Selected excerpt:

- - -

Oran Follett (1798–1894) was a newspaperman in New York State and then Sandusky, Ohio. He served in the New York Assembly in 1824. In Ohio he was a newspaper editor and railroad executive. His family is prominent in Sandusky's history. His home is now the Sandusky History Museum at the Follett House, a branch of the Sandusky Library, featuring historical exhibits. A historical marker is by it.

Frederick Follett was his brother.

In 1824, he served in the 47th New York State Legislature.

In 1846, he served as Commissioner and President of the Ohio Board of Public Works in Columbus, Ohio.

His newspaper published the Lincoln–Douglas debates. He corresponded with Abraham Lincoln about political matters. The Library of Congress has a letter he wrote to Abraham Lincoln about political prospects in New York.

Several photographs of him and his family, as well as various documents, are part of the House Museum's collection. Collections of his letters related to Ohio politics and anti-slavery efforts have been published.

== Sandusky History Museum at the Follett House ==
The Sandusky History Museum at the Follett House, at 404 Wayne Street in Sandusky, was built from 1834 to 1837. It is of Neoclassical with yellow limestone. The building is a library branch with memorabilia and artifacts from Sandusky's history. The collection includes materials related to Johnson's Island and its use a prisoner of war camp for Confederate soldiers. The home has been part of the holiday season candlelight tour of homes.

- - -

Assignment 1: According to the passage on Oran Follett, at what street address does the Follett House stand?
Assignment 2: Rewrite the passage on Oran Follett, starting with "In 1824, he" and going on through "have been published.", and replace "political matters" with "public affairs".

- - -

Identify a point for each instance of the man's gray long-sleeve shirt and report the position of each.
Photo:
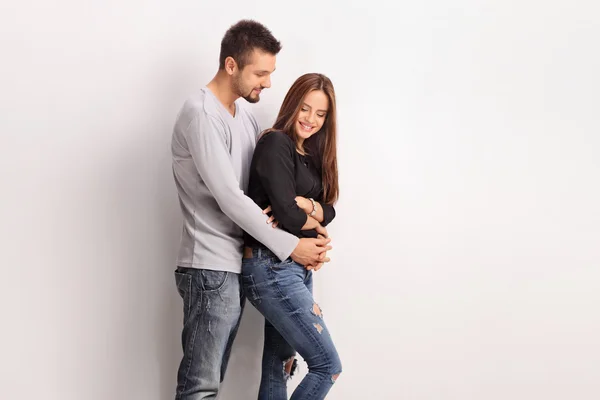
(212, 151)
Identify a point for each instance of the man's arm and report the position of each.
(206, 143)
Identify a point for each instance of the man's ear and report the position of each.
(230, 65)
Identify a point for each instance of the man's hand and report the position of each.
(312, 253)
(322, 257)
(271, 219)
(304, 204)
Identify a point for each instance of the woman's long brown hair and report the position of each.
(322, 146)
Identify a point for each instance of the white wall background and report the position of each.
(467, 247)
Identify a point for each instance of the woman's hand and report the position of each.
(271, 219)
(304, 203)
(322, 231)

- - -

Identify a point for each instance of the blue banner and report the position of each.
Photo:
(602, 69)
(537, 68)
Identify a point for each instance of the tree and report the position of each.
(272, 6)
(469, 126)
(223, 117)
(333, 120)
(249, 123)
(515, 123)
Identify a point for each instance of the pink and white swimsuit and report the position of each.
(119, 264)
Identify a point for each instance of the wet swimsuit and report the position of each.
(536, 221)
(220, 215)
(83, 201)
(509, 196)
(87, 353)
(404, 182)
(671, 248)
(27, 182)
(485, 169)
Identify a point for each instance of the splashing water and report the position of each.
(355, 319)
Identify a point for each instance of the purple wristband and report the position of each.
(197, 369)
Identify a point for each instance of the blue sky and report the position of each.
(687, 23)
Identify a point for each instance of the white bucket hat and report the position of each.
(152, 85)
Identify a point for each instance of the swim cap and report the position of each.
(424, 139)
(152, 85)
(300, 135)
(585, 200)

- - -

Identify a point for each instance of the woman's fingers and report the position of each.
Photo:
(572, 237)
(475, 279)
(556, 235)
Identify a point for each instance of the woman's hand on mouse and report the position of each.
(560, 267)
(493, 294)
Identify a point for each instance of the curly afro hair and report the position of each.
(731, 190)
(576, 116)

- - -

Response 1: 404 Wayne Street in Sandusky.

Response 2:
In 1824, he served in the 47th New York State Legislature.

In 1846, he served as Commissioner and President of the Ohio Board of Public Works in Columbus, Ohio.

His newspaper published the Lincoln–Douglas debates. He corresponded with Abraham Lincoln about public affairs. The Library of Congress has a letter he wrote to Abraham Lincoln about political prospects in New York.

Several photographs of him and his family, as well as various documents, are part of the House Museum's collection. Collections of his letters related to Ohio politics and anti-slavery efforts have been published.